Challenge => Please write out all of the rows again, substituting "upper-left" for each "top-left" and keeping everything else the same.

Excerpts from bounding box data
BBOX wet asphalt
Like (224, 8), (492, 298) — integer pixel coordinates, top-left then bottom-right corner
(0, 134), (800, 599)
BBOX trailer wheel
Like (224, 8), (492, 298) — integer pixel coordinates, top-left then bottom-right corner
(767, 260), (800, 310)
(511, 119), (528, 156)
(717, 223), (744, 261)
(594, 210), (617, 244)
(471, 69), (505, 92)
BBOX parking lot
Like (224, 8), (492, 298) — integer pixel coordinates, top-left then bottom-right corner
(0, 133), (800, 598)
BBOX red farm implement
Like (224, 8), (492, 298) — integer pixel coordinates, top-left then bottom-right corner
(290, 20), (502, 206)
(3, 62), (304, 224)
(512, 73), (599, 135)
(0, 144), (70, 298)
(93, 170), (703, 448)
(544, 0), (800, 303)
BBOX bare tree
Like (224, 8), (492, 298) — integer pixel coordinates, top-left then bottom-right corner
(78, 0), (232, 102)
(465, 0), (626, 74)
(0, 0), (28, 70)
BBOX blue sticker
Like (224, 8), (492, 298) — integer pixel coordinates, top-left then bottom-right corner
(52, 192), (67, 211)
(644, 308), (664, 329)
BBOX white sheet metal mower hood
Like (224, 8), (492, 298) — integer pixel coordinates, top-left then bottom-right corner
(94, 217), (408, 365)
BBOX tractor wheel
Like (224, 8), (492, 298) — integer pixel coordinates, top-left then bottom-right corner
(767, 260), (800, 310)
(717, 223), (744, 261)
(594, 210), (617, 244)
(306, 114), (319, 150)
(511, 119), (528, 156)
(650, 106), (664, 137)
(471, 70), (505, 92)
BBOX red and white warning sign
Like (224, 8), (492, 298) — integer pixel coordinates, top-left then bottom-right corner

Completed task =>
BBOX wet asphalt
Like (224, 8), (492, 298) — integer pixel coordinates, upper-left then bottom-right corner
(0, 134), (800, 599)
BBOX trailer wheel
Like (224, 8), (492, 298) — integer pixel coordinates, upper-left then bottom-right corner
(767, 260), (800, 310)
(511, 119), (528, 156)
(717, 223), (744, 261)
(594, 210), (617, 244)
(471, 69), (505, 92)
BBOX parking lot
Like (224, 8), (492, 298) — integer pixel coordinates, upper-left then bottom-right corner
(0, 133), (800, 598)
BBOX red farm implement
Like (224, 8), (492, 298) — integer pixel coordinates, upper-left then bottom-right corner
(290, 20), (502, 206)
(3, 62), (304, 224)
(512, 73), (599, 135)
(0, 144), (70, 298)
(93, 170), (703, 448)
(544, 0), (800, 303)
BBOX bare tree
Like (224, 8), (492, 298) — integer pixel coordinates, upper-left then bottom-right corner
(78, 0), (232, 102)
(465, 0), (626, 74)
(0, 0), (28, 70)
BBOX blue sticker
Like (224, 8), (492, 298) — integer pixel coordinates, upper-left then bottom-right corner
(52, 192), (67, 211)
(644, 308), (664, 329)
BBOX white sheet metal mower hood
Like (224, 8), (492, 298) — integer pixel coordinates, upper-left then bottom-right corner
(94, 217), (408, 365)
BBOX tractor wheel
Like (224, 8), (492, 298) — integer pixel coordinates, upper-left then bottom-right corner
(767, 260), (800, 310)
(717, 223), (744, 261)
(594, 210), (617, 244)
(306, 114), (319, 150)
(511, 119), (528, 156)
(650, 106), (664, 137)
(471, 70), (505, 92)
BBOX red and white warning sign
Like (224, 8), (492, 298) — integer pixel coordinates, upper-left then bottom-right corner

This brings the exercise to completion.